> [Using the information]:
1 - In the déjà vu passage, at which event did Dr. Akira O'Connor present research on déjà vu?
2 - Reproduce the déjà vu passage word for word between "3 Brain Fact-Checking" and "own memory system.", inclusive.
### Text section ###
Thus, according to Sno, if one stimulus, such as sound or smell, in your environment reminds us of a moment from the past, then the whole memory can be reconstructed in our head like a hologram, and this is when we experience déjà vu. However, we don’t recognize the memory after déjà vu has passed because the stimulus that triggers déjà vu and the previous memory is often hidden from our consciousness.
4 Precognitive Dreams
Precognitive dreams are basically dreams that predict the future through a sixth sense. In fact, a lot of people claim that their dreams can predict the future which would suggest that humans have a subconscious sixth sense.
Some people claim that we feel déjà vu because we have dreamed of the moment before in a premonitory dream. For example, you may dream of sitting an exam in an exam hall and then later you actually end up sitting that exact exam in that exact exam hall you dreamed of. Dreaming is not a conscious process and thus we don’t recognize the stimulus (the exam hall), but we still feel that it is familiar.
3 Brain Fact-Checking Its Own Memory
Recently, scientists have come up with a new explanation for the curious phenomenon of déjà vu. A year ago Dr. Akira O’Connor from the University of St Andrews presented her research at the International Conference on Memory in Budapest. Her research suggests that déjà vu is simply our brain undertaking fact-checking of its own memory system.
O’Connor’s research involved the artificial triggering of déjà vu. This was achieved by giving study participants a series of connected words but omitting the word that links them. For example, one series of words was bed, pillow, dream, and night. The linking word was sleep. When the participants were asked whether they heard any words beginning with “S”, they replied negatively. But when they were later asked what words they heard, most of them thought they heard the word “sleep”, even though they knew they didn’t really. This resulted in them experiencing déjà vu.
Interestingly, it was noticed that during déjà vu, frontal areas of the brain (decision making) were activated, as opposed to areas that are associated with memory. Thus, O’Connor thinks that the frontal regions of our brains monitor our memories looking for errors. When they spot one, they become activated.
The amygdala is a small region in our brain’s medial temporal lobe. There are two of them in our brain. The amygdala is responsible for our fear. So, if you are scared of bugs and you see one, it will be your amygdala that processes your response. If we find ourselves in a seriously dangerous situation then our amygdala may even disorient our brain for a short period of time.
### Source information ###
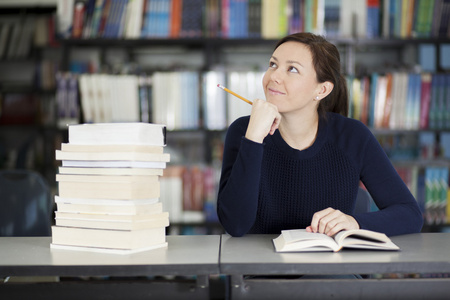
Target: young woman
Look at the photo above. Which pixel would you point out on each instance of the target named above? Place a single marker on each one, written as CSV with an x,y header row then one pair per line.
x,y
297,160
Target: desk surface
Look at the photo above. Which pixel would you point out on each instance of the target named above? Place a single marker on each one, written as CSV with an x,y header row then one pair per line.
x,y
255,254
214,254
185,255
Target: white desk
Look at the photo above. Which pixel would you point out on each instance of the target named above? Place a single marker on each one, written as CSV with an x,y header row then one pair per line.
x,y
193,256
255,255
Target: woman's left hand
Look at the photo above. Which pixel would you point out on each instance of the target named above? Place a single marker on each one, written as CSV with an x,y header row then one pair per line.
x,y
330,221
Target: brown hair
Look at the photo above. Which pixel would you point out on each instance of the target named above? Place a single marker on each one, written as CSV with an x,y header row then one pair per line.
x,y
327,64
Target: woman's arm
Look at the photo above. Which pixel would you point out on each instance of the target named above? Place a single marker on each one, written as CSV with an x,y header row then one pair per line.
x,y
398,212
239,182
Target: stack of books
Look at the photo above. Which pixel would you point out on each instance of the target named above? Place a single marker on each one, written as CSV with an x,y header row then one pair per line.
x,y
109,190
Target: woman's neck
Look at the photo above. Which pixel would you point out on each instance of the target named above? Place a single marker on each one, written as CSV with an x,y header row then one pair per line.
x,y
299,132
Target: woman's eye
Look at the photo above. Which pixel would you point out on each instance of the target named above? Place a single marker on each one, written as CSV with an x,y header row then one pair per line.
x,y
293,70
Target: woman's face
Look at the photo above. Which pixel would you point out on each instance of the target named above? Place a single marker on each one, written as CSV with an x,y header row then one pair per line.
x,y
290,81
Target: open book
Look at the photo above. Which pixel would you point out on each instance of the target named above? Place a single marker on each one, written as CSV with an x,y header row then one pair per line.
x,y
299,240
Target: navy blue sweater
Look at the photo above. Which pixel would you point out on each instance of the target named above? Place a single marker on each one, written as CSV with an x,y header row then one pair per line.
x,y
269,187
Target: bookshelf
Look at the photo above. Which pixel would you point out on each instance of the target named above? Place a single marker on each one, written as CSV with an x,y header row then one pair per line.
x,y
237,53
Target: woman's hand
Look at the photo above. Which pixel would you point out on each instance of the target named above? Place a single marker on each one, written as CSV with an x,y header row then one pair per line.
x,y
330,221
264,120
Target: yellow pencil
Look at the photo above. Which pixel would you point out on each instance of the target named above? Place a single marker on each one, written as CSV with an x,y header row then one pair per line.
x,y
234,94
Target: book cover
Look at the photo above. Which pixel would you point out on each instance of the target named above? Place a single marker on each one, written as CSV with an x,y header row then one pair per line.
x,y
299,240
112,156
111,148
110,221
130,207
118,134
109,190
101,238
111,171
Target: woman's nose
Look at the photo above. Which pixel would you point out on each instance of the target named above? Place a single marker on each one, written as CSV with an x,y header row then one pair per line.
x,y
276,76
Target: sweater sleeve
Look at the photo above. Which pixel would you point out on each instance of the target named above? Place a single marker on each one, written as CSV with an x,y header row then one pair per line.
x,y
398,212
237,200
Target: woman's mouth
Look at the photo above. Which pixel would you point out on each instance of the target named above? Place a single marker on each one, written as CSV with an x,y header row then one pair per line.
x,y
274,92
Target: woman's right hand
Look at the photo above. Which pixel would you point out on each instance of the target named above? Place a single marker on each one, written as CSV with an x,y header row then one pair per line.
x,y
264,120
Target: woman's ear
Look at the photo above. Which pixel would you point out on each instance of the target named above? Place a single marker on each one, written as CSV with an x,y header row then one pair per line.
x,y
325,88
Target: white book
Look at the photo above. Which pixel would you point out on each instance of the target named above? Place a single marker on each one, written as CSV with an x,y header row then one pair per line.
x,y
112,156
112,239
109,206
137,133
110,171
114,164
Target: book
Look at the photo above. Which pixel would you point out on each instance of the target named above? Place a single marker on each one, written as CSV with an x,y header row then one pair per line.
x,y
114,164
109,206
112,156
111,148
118,134
108,187
299,240
102,238
111,221
111,171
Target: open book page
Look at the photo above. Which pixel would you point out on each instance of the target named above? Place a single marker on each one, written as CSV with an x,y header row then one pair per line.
x,y
301,240
364,239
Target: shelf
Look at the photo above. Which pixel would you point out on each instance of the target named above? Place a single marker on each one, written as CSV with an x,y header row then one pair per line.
x,y
222,42
28,3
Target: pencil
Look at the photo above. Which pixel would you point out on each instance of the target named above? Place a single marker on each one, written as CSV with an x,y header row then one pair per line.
x,y
234,94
###
> [Per-task answers]:
1 - The International Conference on Memory in Budapest.

2 -
3 Brain Fact-Checking Its Own Memory
Recently, scientists have come up with a new explanation for the curious phenomenon of déjà vu. A year ago Dr. Akira O’Connor from the University of St Andrews presented her research at the International Conference on Memory in Budapest. Her research suggests that déjà vu is simply our brain undertaking fact-checking of its own memory system.